Records for this exercise start

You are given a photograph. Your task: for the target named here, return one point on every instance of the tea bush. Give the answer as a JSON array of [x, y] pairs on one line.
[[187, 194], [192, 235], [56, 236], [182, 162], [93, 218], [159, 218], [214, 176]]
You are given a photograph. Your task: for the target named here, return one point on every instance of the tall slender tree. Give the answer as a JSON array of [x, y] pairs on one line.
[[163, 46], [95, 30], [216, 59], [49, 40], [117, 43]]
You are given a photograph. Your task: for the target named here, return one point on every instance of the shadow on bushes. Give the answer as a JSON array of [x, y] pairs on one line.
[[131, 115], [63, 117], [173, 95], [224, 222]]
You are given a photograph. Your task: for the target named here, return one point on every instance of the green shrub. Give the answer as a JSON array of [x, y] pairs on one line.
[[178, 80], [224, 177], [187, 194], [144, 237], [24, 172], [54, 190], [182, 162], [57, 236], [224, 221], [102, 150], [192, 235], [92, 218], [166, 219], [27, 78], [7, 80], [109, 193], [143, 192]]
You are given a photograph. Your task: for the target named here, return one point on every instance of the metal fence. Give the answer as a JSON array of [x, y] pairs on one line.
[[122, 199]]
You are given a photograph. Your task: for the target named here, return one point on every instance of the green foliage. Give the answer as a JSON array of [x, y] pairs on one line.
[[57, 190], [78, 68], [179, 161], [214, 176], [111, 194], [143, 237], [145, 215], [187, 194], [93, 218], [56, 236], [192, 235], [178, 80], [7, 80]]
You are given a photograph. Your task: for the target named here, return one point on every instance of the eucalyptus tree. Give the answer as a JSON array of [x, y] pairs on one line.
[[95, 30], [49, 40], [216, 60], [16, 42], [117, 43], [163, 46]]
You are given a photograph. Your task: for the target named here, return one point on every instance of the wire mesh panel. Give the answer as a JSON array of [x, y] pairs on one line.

Records for this exercise end

» **Task prompt**
Return the whole listing exactly.

» **Correct result**
You are given a photograph. Your task: for the target named here, return one point on every instance of the tea bush. Give the answer as a JSON array of [x, y] pairs on one line.
[[187, 194], [192, 235], [56, 236], [182, 162], [93, 218], [159, 218], [214, 176]]
You are given a photograph. Your task: for the target named here, return one point on every instance of the tall slender tree. Give the answer as a JSON array of [x, y] pairs on one line.
[[163, 46], [95, 30], [216, 59], [49, 40], [117, 43]]
You are given a photograph. Your task: for the target named here, return one point on every instance of the shadow on bushes. Give the answer as a JSON array of [x, y] pairs on one line.
[[131, 115], [63, 117], [173, 95], [224, 222]]
You are given a photograph. Your task: for the target named here, return one point on every instance of the green shrub. Give the answer as a JSON array of [x, y] pairs on one line.
[[178, 80], [224, 177], [187, 194], [144, 237], [24, 172], [54, 190], [182, 162], [57, 236], [224, 221], [102, 150], [192, 235], [92, 218], [166, 219], [27, 78], [7, 80], [109, 193], [143, 192]]
You are given a photograph. Your task: for the target named here, return one point on every instance of the metal fence. Give the answer as a JSON array of [x, y] pairs on one line.
[[122, 199]]
You are given a photograph. Your task: for the target named here, return one point on every instance of the green foliage. Give the answer as a JSON array of [x, y] pairs on one line.
[[57, 190], [78, 68], [179, 161], [214, 176], [111, 194], [143, 237], [145, 215], [187, 194], [93, 218], [56, 236], [192, 235], [178, 80], [7, 80]]
You are given a photograph. Your task: for the target named here, return one point on every instance of the eucalyptus tree. Give the answer as a JSON array of [x, y] pairs on one line.
[[95, 30], [49, 40], [216, 60], [16, 42], [117, 43], [163, 46]]
You are given a photograph. Your task: for the target named here, return one point on every instance of the wire mesh panel. Give the answer as a JSON array of [x, y] pairs on one line.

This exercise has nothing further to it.